§ Source passage:
· · · ·

Afghanistan Trap
The Obama campaign, anxious to prove they are tough on national security, should be careful not to fall into the trap of pretending we can solve Afghanistan’s problems with more soldiers. Rory Stewart, the brilliant British diplomat and writer who has spent so much time on the ground in Afghanistan, makes a compelling case in Time Magazine for another approach.
First, the West should not increase troop numbers. In time, NATO allies, such as Germany and Holland, will probably want to draw down their numbers, and they should be allowed to do so. We face pressing challenges elsewhere. If we are worried about terrorism, Pakistan is more important than Afghanistan; if we are worried about regional stability, then Egypt, Iran or even Lebanon is more important; if we are worried about poverty, Africa is more important. A troop increase is likely to inflame Afghan nationalism because Afghans are more anti-foreign than we acknowledge and the support for our presence in the insurgency areas is declining. The Taliban, which was a largely discredited and backward movement, gains support by portraying itself as fighting for Islam and Afghanistan against a foreign military occupation.

· · · ·

§ Data extract:
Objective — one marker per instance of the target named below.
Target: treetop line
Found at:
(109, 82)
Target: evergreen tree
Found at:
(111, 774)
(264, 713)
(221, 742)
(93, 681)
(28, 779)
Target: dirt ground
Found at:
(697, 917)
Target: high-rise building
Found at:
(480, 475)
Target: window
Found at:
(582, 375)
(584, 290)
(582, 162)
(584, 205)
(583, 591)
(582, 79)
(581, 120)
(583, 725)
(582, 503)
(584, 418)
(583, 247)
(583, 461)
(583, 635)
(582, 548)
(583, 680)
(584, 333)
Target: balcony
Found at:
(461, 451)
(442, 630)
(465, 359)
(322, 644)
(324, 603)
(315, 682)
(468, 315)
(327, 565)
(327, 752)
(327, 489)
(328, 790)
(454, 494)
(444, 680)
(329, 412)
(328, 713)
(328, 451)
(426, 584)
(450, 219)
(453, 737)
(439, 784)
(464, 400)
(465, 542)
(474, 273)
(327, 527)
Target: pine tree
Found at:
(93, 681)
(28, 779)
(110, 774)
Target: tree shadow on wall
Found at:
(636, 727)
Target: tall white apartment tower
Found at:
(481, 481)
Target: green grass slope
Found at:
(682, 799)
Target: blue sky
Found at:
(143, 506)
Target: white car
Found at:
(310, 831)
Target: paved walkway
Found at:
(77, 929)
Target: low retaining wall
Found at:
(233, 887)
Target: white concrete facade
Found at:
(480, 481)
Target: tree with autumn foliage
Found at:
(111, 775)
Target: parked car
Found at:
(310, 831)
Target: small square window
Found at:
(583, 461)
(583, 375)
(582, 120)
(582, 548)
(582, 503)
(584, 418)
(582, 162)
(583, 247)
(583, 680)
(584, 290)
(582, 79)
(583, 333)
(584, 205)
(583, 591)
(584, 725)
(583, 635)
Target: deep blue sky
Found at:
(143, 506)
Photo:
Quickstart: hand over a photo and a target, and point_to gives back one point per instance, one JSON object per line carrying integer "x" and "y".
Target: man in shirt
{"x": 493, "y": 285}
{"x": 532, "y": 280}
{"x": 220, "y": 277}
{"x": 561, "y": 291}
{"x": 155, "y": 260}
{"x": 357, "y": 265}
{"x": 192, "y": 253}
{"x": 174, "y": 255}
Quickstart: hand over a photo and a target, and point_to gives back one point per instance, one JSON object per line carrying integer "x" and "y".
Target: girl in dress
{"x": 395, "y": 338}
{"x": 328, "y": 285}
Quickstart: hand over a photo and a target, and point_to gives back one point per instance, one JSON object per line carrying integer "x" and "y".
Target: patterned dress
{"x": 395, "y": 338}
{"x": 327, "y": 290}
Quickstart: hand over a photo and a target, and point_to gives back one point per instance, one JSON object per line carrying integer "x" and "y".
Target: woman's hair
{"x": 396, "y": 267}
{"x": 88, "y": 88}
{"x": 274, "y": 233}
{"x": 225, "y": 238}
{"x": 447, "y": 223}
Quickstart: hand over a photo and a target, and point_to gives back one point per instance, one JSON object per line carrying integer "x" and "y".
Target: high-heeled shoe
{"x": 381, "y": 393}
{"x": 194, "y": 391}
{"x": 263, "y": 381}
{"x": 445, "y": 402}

· · · ·

§ Work to complete:
Answer these from the text about Afghanistan:
(a) In which magazine does Rory Stewart make his case?
(b) Which two NATO allies are named as likely to want to draw down their numbers?
(c) If the concern is poverty, which place is called more important than Afghanistan?

§ Exercise output:
(a) Time Magazine
(b) Germany and Holland
(c) Africa